* [STATED TASK 1]: Determine how many lines of the listing below contain the string "train", treating case as significant. Give only the number.

* [GIVEN TEXT]:

☆ ☆ ☆ ☆

# Anyone looking?



## RippinLipp (Sep 12, 2008)

Was just woundering if anyone has been out looking yet? Think I might take a walk this weekend to see what I can find..

Sent from my LG-MS770 using Ohub Campfire mobile app


----------



## wintrrun (Jun 11, 2008)

Found some oysters the other day while walking a property with a homeowner.
Outside of that been to busy to look.:sad:


----------



## Grizzyaries (Jan 10, 2005)

I found some oysters, flat creep, false turkey tail, and some violet tooth polypore. Here's the oysters.


----------



## Grizzyaries (Jan 10, 2005)

some old oysters 10 feet up a dead poplar.


----------



## Grizzyaries (Jan 10, 2005)

Wished they were true turkey tail, not the false, oh well still a good find.


----------



## knockoff64 (Oct 14, 2001)

One tiny Cinnabar, one small Yellow Chant, 3 smallish Porcini. Very low spot, produces early and even during drought. Open area, not deep in the woods.

Summer shrooms just starting to come up. Few Aminita Muscaria, Russula's and junk up. Maybe too soon for Trumpets and Chants in numbers. No other Boletes up except the Kings.

☆ ☆ ☆ ☆

Pointing records:
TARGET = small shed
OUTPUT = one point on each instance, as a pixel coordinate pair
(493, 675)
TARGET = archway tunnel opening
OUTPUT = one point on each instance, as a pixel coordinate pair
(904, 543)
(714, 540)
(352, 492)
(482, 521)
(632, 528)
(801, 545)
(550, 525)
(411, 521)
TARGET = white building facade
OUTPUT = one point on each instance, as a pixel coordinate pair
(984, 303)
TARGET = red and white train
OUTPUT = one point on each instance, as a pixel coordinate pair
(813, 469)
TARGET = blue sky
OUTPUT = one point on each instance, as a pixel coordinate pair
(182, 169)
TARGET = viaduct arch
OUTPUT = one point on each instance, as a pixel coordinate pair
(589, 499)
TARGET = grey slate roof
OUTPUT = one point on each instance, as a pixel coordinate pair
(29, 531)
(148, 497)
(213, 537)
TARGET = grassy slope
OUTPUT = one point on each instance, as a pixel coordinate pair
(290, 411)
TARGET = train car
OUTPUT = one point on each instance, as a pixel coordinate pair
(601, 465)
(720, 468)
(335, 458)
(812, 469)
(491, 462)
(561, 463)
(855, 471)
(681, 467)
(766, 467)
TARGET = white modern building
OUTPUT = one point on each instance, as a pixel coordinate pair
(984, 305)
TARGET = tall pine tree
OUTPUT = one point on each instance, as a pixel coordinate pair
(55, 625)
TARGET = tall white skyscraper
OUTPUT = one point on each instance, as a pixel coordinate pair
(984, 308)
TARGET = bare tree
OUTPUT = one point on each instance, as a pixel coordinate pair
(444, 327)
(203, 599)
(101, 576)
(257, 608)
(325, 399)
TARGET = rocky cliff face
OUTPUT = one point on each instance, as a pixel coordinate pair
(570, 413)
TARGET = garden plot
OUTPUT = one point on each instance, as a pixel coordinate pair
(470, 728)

☆ ☆ ☆ ☆

* [STATED TASK 2]: In the mushroom foraging thread, how high up the dead poplar were the old oysters?

* [WORKED ANSWER 1]: 2

* [WORKED ANSWER 2]: They were 10 feet up.